Data for processing:
+===+
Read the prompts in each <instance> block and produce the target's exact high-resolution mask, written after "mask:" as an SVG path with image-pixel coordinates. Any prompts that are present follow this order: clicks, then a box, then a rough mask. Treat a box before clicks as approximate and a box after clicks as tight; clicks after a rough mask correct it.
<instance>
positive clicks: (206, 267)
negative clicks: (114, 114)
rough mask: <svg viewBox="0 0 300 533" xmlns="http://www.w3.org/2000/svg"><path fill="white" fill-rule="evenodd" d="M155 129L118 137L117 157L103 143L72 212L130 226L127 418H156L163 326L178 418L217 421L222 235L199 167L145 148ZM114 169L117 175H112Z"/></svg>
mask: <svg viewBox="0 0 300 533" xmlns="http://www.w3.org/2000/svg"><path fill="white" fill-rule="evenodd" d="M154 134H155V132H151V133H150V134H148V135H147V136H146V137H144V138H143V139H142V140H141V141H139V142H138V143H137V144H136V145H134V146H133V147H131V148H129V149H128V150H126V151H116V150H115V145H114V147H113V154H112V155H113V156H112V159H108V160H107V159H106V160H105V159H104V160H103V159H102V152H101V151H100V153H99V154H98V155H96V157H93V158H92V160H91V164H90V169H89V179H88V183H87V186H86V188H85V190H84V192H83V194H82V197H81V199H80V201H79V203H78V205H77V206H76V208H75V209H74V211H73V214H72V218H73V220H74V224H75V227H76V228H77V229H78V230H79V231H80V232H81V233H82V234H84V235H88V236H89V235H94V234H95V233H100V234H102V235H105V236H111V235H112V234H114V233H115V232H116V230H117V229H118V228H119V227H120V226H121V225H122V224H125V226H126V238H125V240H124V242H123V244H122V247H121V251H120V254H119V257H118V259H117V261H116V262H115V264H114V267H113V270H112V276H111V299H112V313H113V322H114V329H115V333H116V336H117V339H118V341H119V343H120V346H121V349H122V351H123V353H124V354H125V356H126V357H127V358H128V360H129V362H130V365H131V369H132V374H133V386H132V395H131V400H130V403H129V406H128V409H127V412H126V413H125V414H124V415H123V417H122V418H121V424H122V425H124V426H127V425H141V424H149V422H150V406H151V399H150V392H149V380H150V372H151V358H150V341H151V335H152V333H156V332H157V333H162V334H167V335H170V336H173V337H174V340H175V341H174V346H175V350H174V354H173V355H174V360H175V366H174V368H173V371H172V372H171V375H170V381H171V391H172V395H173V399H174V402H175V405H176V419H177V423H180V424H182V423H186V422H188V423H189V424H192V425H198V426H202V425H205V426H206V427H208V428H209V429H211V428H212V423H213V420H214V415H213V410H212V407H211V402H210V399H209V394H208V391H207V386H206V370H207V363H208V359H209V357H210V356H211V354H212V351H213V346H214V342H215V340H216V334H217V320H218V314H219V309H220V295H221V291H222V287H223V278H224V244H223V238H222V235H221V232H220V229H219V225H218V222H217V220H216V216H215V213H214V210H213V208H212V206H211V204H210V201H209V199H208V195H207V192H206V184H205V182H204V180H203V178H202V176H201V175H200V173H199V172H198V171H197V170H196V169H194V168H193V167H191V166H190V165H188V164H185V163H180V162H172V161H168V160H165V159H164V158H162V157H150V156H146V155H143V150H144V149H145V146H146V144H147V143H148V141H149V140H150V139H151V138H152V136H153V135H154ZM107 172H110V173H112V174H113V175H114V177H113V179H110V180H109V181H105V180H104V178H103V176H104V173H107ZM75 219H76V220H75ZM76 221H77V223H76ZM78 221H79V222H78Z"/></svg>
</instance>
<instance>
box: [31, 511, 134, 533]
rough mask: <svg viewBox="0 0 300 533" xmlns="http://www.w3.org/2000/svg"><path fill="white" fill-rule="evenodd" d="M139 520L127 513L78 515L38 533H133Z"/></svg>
+===+
Switch every "rough mask" in all of the material above to "coarse mask", and give the lines again with nothing else changed.

The answer:
Read the prompts in each <instance> block and produce the target's exact high-resolution mask, written after "mask:" as an SVG path with image-pixel coordinates. Any prompts that are present follow this order: clicks, then a box, then a coarse mask. Treat a box before clicks as approximate and a box after clicks as tight; clicks after a coarse mask correct it.
<instance>
positive clicks: (206, 267)
negative clicks: (114, 114)
coarse mask: <svg viewBox="0 0 300 533" xmlns="http://www.w3.org/2000/svg"><path fill="white" fill-rule="evenodd" d="M155 129L118 137L117 157L103 143L72 212L130 226L127 418H156L163 326L178 418L217 421L222 235L199 167L145 148ZM114 169L117 175H112Z"/></svg>
mask: <svg viewBox="0 0 300 533" xmlns="http://www.w3.org/2000/svg"><path fill="white" fill-rule="evenodd" d="M154 134H155V132H151V133H150V134H148V135H147V136H146V137H144V138H143V139H142V140H141V141H139V142H138V143H137V144H136V145H134V146H133V147H131V148H129V149H128V150H126V151H116V150H115V145H114V147H113V154H112V155H113V156H112V159H108V160H107V159H106V160H105V159H104V160H103V159H102V152H101V151H100V153H99V154H98V155H96V157H93V158H92V160H91V164H90V169H89V179H88V183H87V186H86V188H85V190H84V192H83V194H82V197H81V199H80V201H79V203H78V205H77V206H76V208H75V209H74V211H73V214H72V218H73V220H74V224H75V227H76V228H77V229H78V230H79V231H80V232H81V233H82V234H84V235H88V236H89V235H94V234H95V233H100V234H102V235H105V236H111V235H112V234H114V233H115V232H116V230H117V229H118V228H119V227H120V226H121V225H122V224H125V226H126V238H125V240H124V242H123V244H122V247H121V251H120V254H119V257H118V259H117V261H116V262H115V264H114V267H113V270H112V276H111V299H112V313H113V322H114V329H115V333H116V336H117V339H118V341H119V343H120V346H121V349H122V351H123V353H124V354H125V356H126V357H127V358H128V360H129V362H130V365H131V369H132V374H133V386H132V395H131V400H130V403H129V406H128V409H127V412H126V413H125V414H124V415H123V417H122V418H121V424H122V425H124V426H127V425H141V424H149V422H150V406H151V399H150V392H149V380H150V372H151V358H150V341H151V335H152V333H156V332H157V333H162V334H167V335H170V336H173V337H174V340H175V341H174V346H175V350H174V354H173V355H174V360H175V366H174V368H173V371H172V372H171V375H170V381H171V391H172V395H173V399H174V402H175V405H176V419H177V423H180V424H182V423H186V422H188V423H189V424H192V425H198V426H202V425H205V426H206V427H208V428H209V429H211V428H212V423H213V420H214V415H213V410H212V407H211V402H210V399H209V394H208V391H207V386H206V370H207V363H208V359H209V357H210V356H211V354H212V351H213V346H214V342H215V340H216V334H217V320H218V314H219V309H220V295H221V291H222V287H223V278H224V244H223V238H222V235H221V232H220V229H219V225H218V222H217V220H216V216H215V213H214V210H213V208H212V206H211V204H210V201H209V199H208V195H207V192H206V184H205V182H204V180H203V178H202V176H201V175H200V173H199V172H198V171H197V170H196V169H194V168H193V167H191V166H190V165H188V164H185V163H180V162H172V161H168V160H165V159H164V158H162V157H150V156H146V155H143V150H144V149H145V146H146V144H147V143H148V141H149V140H150V139H151V138H152V136H153V135H154ZM107 172H110V173H112V174H113V175H114V177H113V179H110V180H109V181H105V180H104V178H103V176H104V173H107ZM75 219H76V220H75ZM76 221H77V223H76ZM78 221H79V222H78Z"/></svg>
</instance>
<instance>
box: [31, 511, 134, 533]
coarse mask: <svg viewBox="0 0 300 533" xmlns="http://www.w3.org/2000/svg"><path fill="white" fill-rule="evenodd" d="M139 520L127 513L78 515L38 533H133Z"/></svg>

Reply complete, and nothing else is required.